* Begin DATA RECORDS *

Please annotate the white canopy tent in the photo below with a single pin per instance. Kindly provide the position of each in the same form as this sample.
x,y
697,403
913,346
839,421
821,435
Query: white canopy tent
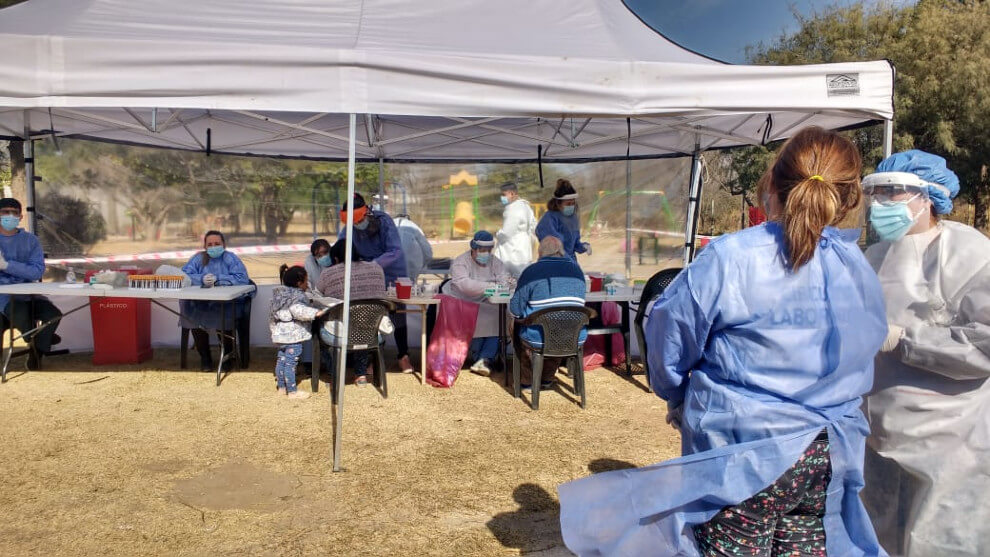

* End DATA RECORDS *

Locate each line in the material that contains the string "white", treating uppercase and lowercase as different, and copy those lines out in full.

**SOLUTION**
Please annotate the white canopy tent in the photo below with a single pin per instance. Kindly provide the position of each in the same form as this sample.
Query: white canopy tent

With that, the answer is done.